CHALLENGE 1.
According to the post on defining talent below, in what year did A Confederacy of Dunces win the Pulitzer Prize?

## Begin SELECTED EXTRACT

Stephen King defines talent this way: ‘you wrote something for which someone sent you a check . . . you cashed the check and it didn’t bounce . . . you then paid the light bill with the money.’ Considering that, for a frugal inhabitant of a tiny apartment, a light bill can be as cheap as $10, I applaud his generosity.
But what does King’s definition say about writers like John Kennedy Toole, author of A Confederacy of Dunces?
The editors at Simon and Schuster admired Toole’s writing, yet ultimately rejected his novel, because, as one of them put it: ‘your book really isn’t about anything.’ In 1969, after several failed attempts to revise his unpublished work, Toole committed suicide.
If we can’t define talent, how can possibly we know if we have it?
Defined strictly by dollars and cents, Toole, who failed to sell his novels, had no talent.
After Toole’s death, his mom passed the manuscript to the novelist Walker Percy, who shepherded the book through publication. In 1981, A Confederacy of Dunces won the Pulitzer Prize. The book has sold 2 million copies and been translated into 18 languages.
So, Toole had-what?-posthumous talent? This anecdote might be humorous, if not for the fact that so many writers buy into this or other, equally spurious, definitions of talent.
Who but artists are judged on the basis of whimsy or taste? No wonder we’re insecure.
One Percent Inspiration, Ninety-nine Percent Perspiration
Thomas Edison said: genius (talent) is one percent inspiration and ninety-nine percent perspiration.
I like Edison’s definition. Genius is a birthright, after all, beyond our control. Perspiration-now, that’s a matter of choise. Equating talent with hard work motivates me; it puts me in charge of my future.
One of my grad school professors used to tell this story: A woman, an inch from having been rejected-talentless, in the view of the committee pressured to admit her-busted her butt for three years, and emerged as the finest writer in the program. Work hard and you can do anything.
Sure, a facility with language or other natural ability may shoot a determined, hard-working writer into the stratosphere. But without hard work, even the writing equivalent of Einstein will go nowhere.
Next time you start to question yourself, remember best-selling author Jeffrey Archer‘s advice:
‘Never be frightened by those you assume have more talent than you do, because in the end energy will prevail. My formula is: energy plus talent and you are a king; energy and no talent and you are still a prince; talent and no energy and you are a pauper.’
How do you define talent?
- Amelia Curzon: The Unbearable Lightness of Being a Writer
This is a fabulous, fabulous post, Terri! I wholeheartedly agree. It's all about the hard work, the perspiration. It's what I emphasize to my kids, at seminars. Work, work, work. Fight for what you want. Go get it. I had never seen that Jeffrey Archer quote, but I'm adding it to the "favorite quotes" page of my blog for sure. :)
Thanks so much, Dina! I really appreciate your kind words!
I emphasize the same in my classes. So often students either think "real" writers are brilliant–they put pen to paper and spit out perfect first drafts. Or they think they can't write because they're not smart enough, talented enough and so on. In reality, of course, neither is true. You are absolutely right–you've got to fight for what you want. Go get it. And, I would add, don't give up. :)
So glad you like the quote! It's one of my favorites. I don't remember where I initially read it; I do remember posting it over my desk.

## End SELECTED EXTRACT
## Begin INFORMATION PROVIDED

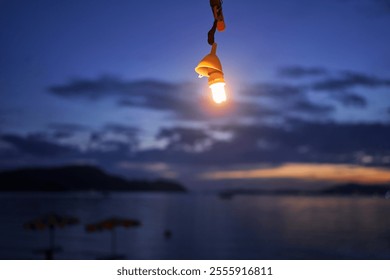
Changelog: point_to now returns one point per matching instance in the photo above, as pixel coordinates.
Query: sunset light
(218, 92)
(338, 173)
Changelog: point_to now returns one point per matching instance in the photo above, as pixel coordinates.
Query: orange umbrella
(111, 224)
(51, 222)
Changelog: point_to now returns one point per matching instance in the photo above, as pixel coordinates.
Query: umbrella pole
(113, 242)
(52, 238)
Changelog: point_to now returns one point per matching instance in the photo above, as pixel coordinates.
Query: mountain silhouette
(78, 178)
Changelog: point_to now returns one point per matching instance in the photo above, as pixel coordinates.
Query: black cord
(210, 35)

## End INFORMATION PROVIDED
## Begin INFORMATION PROVIDED

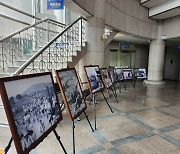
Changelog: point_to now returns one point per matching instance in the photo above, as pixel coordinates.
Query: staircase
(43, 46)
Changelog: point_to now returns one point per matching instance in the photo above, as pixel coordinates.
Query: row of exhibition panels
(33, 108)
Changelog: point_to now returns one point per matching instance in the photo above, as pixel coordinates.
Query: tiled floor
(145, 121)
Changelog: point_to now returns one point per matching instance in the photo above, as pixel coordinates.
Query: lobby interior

## End INFORMATION PROVIDED

CHALLENGE 2.
Show each line of the entries above that contains the string "Query".

FULL RESPONSE 1.
1981

FULL RESPONSE 2.
Query: sunset light
Query: orange umbrella
Query: umbrella pole
Query: mountain silhouette
Query: black cord
Query: staircase
Query: row of exhibition panels
Query: tiled floor
Query: lobby interior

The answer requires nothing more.